• Requirements
From the line containing "One dot marks each instance of the green netting." through the line containing "[(283, 592), (339, 654)]", both included, copy every line of the items below. Leave each line unchanged except the answers, where every coordinate is offset by -133.

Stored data
-------

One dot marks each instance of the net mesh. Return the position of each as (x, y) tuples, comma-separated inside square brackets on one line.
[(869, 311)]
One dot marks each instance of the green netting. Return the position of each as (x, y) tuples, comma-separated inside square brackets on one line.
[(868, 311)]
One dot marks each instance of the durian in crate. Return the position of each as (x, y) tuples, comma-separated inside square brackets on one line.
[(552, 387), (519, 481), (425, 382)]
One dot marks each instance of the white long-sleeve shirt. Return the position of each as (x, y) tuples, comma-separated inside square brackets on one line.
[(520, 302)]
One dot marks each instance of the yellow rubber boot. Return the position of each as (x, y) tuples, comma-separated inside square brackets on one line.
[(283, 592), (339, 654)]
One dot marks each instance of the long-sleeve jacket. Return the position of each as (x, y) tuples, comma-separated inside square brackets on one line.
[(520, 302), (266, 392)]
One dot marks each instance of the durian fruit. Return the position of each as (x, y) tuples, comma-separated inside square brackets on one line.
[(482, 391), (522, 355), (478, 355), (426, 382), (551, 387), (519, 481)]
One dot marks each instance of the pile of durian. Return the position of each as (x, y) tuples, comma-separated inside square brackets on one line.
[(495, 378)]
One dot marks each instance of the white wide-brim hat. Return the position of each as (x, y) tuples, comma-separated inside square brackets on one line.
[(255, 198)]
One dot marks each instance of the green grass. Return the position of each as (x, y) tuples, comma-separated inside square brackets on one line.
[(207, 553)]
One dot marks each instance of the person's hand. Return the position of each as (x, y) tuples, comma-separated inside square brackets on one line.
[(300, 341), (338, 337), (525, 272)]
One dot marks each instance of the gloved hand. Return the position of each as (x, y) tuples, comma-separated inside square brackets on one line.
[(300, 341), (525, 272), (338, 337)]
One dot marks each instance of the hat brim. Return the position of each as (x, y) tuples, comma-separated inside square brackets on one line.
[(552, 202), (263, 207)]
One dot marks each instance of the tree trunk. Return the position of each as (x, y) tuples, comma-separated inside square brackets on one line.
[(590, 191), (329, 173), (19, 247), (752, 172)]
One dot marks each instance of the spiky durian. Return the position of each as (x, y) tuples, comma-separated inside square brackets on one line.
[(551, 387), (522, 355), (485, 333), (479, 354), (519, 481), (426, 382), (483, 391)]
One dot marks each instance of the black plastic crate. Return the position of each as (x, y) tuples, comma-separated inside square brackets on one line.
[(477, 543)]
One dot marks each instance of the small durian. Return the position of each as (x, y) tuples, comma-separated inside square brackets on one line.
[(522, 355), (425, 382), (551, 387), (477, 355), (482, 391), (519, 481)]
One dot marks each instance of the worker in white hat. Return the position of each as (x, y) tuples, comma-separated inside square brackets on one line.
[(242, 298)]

-------

• Task output
One dot marks each instance of the green netting. Return the position of each as (x, y) tuples, comma-separated inside square brackets on one line.
[(735, 178)]
One dot marks each instance of the durian in crate. Return the position of each as (x, y) tuples, comma-separated inside square brackets on one line.
[(419, 254), (386, 348), (292, 249)]
One dot marks each instance of the white long-sleeve shirt. Return the position of each as (x, y) tuples, comma-separated inside square brackets on one line.
[(387, 169)]
One dot marks each instance of the yellow rubber boot. Return the position of each as (x, y) tuples, comma-separated inside square brackets on one line.
[(150, 459), (206, 521)]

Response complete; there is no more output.